Dataset records
↓

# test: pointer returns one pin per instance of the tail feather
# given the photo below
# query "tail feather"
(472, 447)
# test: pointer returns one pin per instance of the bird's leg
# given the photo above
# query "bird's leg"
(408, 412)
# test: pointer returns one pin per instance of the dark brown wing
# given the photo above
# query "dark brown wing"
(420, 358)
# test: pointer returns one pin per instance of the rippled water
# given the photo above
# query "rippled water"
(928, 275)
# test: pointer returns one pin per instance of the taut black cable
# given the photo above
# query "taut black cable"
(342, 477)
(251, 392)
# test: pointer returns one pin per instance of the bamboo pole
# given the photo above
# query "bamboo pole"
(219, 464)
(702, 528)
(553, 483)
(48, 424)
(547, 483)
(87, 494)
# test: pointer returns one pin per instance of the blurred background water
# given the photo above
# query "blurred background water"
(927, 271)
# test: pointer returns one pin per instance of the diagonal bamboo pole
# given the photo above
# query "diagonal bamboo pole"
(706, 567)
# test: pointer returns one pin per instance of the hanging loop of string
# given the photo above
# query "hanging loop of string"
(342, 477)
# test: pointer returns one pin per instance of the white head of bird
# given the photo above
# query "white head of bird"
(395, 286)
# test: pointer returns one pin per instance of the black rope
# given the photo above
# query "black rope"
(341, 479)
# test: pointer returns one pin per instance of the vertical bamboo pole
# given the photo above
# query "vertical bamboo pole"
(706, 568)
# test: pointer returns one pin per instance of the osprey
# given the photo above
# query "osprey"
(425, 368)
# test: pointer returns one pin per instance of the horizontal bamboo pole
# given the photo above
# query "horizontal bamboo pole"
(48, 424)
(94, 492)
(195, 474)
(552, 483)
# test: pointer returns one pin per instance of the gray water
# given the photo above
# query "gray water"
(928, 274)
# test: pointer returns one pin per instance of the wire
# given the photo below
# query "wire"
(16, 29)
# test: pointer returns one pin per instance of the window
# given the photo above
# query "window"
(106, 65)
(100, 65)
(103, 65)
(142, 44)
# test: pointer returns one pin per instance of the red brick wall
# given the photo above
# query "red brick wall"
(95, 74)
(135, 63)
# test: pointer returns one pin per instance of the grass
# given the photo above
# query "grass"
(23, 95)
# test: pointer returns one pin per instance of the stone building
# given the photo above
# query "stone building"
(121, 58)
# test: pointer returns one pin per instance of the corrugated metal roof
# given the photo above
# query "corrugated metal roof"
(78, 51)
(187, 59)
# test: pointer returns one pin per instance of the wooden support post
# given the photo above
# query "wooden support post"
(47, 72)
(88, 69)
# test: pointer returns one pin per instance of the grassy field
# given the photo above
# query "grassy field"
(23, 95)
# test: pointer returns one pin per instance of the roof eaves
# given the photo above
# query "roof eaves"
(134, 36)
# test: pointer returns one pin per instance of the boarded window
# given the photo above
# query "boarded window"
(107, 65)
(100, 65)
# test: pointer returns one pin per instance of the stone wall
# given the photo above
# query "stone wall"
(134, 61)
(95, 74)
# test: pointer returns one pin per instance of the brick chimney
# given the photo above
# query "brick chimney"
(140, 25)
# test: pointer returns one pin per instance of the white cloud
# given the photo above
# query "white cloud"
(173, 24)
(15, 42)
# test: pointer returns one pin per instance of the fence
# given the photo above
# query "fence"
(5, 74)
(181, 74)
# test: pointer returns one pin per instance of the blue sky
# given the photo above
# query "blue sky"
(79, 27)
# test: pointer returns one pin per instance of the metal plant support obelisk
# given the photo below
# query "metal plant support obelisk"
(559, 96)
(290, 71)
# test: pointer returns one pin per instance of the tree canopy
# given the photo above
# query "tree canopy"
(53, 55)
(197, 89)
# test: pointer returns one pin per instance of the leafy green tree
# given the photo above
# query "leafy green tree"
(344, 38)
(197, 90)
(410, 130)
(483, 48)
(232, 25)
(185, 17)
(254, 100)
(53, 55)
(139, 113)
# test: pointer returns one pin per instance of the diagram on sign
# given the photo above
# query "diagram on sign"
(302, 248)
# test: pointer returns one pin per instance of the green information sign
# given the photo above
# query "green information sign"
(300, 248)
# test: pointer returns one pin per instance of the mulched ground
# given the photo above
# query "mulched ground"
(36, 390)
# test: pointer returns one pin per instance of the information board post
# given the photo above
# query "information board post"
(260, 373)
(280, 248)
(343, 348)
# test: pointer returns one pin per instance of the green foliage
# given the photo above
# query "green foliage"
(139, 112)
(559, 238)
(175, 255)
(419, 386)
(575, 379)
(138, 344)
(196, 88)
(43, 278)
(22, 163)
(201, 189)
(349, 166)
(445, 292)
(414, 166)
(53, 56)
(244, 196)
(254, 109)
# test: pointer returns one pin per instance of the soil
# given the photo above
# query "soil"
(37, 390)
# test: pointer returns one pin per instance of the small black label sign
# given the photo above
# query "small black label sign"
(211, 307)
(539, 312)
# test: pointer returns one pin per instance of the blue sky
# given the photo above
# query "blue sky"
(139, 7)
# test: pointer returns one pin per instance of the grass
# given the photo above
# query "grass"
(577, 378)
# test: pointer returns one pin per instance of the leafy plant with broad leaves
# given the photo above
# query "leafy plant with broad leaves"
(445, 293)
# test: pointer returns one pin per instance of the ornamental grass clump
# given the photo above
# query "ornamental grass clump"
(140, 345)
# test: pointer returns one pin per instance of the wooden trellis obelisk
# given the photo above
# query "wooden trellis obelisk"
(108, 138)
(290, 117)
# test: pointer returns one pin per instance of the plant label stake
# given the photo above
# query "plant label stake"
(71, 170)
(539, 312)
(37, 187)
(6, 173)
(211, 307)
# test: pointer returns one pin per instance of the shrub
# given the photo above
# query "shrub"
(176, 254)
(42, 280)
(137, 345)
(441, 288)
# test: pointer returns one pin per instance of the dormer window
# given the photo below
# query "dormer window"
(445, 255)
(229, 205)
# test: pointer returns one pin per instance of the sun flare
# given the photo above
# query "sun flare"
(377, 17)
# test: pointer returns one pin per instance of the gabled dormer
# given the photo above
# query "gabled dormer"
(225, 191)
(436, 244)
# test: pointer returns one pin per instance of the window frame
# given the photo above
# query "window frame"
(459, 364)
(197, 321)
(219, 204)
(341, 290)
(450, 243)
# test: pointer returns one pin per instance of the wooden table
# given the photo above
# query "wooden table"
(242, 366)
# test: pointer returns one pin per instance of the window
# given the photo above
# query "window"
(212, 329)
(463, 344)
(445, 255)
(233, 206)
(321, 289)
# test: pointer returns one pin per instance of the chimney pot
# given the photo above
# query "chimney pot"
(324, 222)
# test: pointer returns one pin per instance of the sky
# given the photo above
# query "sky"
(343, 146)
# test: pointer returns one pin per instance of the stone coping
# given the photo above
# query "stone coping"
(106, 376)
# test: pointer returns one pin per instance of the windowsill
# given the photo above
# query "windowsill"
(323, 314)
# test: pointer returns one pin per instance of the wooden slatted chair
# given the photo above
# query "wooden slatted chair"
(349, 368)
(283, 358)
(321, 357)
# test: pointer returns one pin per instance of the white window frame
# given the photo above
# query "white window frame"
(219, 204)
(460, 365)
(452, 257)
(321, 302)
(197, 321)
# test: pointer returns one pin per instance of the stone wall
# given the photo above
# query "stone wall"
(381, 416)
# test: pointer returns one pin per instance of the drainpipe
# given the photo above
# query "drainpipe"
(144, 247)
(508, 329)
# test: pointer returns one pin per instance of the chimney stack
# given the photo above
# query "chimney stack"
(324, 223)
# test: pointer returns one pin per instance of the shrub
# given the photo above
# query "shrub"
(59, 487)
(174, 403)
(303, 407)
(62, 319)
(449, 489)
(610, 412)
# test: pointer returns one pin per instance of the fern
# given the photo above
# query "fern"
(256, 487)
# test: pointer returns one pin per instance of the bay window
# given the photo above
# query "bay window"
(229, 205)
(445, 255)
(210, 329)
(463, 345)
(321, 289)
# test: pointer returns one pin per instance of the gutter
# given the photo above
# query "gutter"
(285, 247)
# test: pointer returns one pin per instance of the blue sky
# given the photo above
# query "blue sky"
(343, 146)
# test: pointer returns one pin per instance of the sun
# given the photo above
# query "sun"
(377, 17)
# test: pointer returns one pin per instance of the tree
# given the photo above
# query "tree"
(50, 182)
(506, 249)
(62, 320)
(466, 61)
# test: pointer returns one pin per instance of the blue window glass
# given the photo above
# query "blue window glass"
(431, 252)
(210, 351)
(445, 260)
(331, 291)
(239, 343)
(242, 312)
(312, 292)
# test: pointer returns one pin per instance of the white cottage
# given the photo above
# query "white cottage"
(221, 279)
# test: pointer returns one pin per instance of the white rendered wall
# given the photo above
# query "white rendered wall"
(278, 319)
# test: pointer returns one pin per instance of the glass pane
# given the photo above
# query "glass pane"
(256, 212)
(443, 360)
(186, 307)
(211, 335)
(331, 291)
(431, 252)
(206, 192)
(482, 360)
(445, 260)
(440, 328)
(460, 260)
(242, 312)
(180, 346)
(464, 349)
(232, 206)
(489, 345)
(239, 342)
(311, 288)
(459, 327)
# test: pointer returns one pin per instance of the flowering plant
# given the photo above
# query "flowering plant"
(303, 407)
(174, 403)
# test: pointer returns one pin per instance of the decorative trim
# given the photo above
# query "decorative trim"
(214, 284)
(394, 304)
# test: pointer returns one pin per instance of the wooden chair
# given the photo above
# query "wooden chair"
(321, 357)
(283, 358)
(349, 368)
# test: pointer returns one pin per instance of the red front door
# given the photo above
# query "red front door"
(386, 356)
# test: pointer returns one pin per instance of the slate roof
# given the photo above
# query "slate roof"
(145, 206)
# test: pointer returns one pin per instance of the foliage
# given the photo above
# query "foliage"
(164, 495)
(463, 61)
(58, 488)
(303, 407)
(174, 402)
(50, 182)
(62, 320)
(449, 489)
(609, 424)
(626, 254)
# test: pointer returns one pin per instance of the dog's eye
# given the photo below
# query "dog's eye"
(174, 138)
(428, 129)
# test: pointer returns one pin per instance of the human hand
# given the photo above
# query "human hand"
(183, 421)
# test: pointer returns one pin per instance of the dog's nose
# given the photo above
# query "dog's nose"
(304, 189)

↑

## WORK INSTRUCTION
Please set down again, word for word, only the lines from the start of the entries through the line with "the white head of bird", both ends included.

## RESPONSE
# test: pointer returns one pin per instance of the tail feather
# given the photo below
# query "tail feather"
(472, 447)
# test: pointer returns one pin per instance of the bird's leg
# given the photo above
# query "bird's leg"
(408, 412)
# test: pointer returns one pin per instance of the dark brown wing
# given the photo above
# query "dark brown wing"
(420, 358)
# test: pointer returns one pin per instance of the rippled water
# given the photo above
# query "rippled water"
(928, 275)
# test: pointer returns one pin per instance of the taut black cable
# given the photo above
# query "taut black cable"
(342, 477)
(251, 392)
# test: pointer returns one pin per instance of the bamboo pole
# given the photo above
# query "bamboo pole"
(219, 464)
(702, 528)
(553, 483)
(48, 424)
(547, 483)
(87, 494)
# test: pointer returns one pin per instance of the blurred background water
# given the photo above
# query "blurred background water"
(927, 271)
# test: pointer returns one pin per instance of the diagonal bamboo pole
# given the photo above
# query "diagonal bamboo pole"
(706, 567)
# test: pointer returns one pin per instance of the hanging loop of string
# given the photo above
# query "hanging loop of string"
(342, 477)
# test: pointer returns one pin per instance of the white head of bird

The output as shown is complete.